In the passage on the drug simulations, give the section from "In the simulations, both" to "was on target." again, swapping "channel pore" for "channel opening".

PASSAGE FOR REVIEW START

To reproduce these systems, the scientists had to simulate some 130,000 to 240,000 atoms contained in drugs, protein, water, ions, and the fatty lipid molecules that make up cell membranes. And they needed to run what amounts to a very long simulation—around 2.5 microseconds of simulated time for an individual run or 5 to 10 microseconds for each drug counting several trials and drug ionization forms. That’s only 5 to 10 millionths of a second, but in computational time it’s huge, totaling billions of discrete simulation time steps. More, to mimic the activity of the hERG1 channel to determine its functional state in drug binding simulations, they needed to wait for potassium ions to start to move through the channel. Ultimately, this took 10 to 20 simulated microseconds in total considering different salt concentrations, simulation and model parameters. Anton 2, which is specially built to perform very long molecular dynamics simulations, was crucial for the job.

In the simulations, both drugs crossed the membrane by shouldering through the lipid molecules that make it up and were observed to spontaneously move into an open channel pore on the intracellular site. But the two differed after this. Potentially cardiotoxic dofetilide bound to the channel more tightly when it was in a non-conducting, so called inactivated state, keeping the channel pore closed and unable to work. Moxifloxacin bound to the open channel, allowing it to partially function. This prediction agreed with previous lab results, giving the scientists confidence their simulation was on target.

PASSAGE FOR REVIEW END
INPUT DATA START

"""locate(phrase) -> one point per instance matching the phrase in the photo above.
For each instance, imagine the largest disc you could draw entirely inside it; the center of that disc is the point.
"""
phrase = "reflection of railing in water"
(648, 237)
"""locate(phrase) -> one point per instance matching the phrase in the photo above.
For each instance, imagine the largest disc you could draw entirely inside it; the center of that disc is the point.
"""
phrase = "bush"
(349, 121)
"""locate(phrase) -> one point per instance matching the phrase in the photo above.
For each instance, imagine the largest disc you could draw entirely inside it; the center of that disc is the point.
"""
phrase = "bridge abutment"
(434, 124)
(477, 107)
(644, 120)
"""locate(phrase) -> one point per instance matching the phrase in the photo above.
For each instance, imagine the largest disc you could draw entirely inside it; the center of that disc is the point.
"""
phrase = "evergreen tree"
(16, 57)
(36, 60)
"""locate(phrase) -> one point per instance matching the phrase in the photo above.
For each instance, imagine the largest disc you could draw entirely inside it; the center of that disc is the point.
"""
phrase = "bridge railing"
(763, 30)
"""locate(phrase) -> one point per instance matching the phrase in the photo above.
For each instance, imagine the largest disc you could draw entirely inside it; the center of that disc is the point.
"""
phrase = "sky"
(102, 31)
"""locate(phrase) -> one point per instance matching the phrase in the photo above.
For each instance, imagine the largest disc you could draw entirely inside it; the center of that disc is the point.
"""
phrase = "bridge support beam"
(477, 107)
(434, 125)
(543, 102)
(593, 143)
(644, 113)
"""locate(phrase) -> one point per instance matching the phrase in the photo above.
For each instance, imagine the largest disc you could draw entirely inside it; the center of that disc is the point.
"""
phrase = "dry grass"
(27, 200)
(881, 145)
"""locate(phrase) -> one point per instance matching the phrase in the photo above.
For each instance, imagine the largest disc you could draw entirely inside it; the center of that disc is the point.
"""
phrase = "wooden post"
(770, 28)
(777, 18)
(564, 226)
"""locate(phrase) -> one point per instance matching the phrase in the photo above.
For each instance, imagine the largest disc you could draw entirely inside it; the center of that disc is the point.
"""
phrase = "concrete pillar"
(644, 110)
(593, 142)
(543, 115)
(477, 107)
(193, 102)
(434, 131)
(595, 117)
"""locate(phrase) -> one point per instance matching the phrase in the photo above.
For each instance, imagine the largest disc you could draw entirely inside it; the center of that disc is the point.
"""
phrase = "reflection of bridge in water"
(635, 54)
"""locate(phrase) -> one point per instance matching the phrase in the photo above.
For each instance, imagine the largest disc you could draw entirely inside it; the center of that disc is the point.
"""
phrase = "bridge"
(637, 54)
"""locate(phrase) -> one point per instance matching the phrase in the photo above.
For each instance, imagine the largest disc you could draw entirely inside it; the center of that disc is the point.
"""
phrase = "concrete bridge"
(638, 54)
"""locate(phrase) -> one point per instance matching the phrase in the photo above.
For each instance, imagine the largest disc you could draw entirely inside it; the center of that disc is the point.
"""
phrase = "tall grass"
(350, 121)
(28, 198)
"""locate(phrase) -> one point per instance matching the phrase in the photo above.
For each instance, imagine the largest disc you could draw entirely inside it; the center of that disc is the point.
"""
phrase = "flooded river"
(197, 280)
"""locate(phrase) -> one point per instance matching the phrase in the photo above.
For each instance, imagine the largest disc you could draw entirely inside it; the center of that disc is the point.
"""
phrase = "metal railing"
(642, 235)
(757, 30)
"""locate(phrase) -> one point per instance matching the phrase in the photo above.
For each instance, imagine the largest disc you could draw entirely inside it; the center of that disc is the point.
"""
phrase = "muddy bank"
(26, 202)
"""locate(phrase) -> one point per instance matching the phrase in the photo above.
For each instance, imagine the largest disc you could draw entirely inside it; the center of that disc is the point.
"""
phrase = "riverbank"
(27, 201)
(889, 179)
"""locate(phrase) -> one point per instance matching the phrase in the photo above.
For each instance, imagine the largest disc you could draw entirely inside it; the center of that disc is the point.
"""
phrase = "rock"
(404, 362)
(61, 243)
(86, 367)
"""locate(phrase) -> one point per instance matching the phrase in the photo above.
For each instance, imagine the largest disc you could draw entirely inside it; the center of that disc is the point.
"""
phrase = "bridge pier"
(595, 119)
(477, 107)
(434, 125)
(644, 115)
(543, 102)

INPUT DATA END

# RESPONSE TO THE EXERCISE:
In the simulations, both drugs crossed the membrane by shouldering through the lipid molecules that make it up and were observed to spontaneously move into an open channel opening on the intracellular site. But the two differed after this. Potentially cardiotoxic dofetilide bound to the channel more tightly when it was in a non-conducting, so called inactivated state, keeping the channel opening closed and unable to work. Moxifloxacin bound to the open channel, allowing it to partially function. This prediction agreed with previous lab results, giving the scientists confidence their simulation was on target.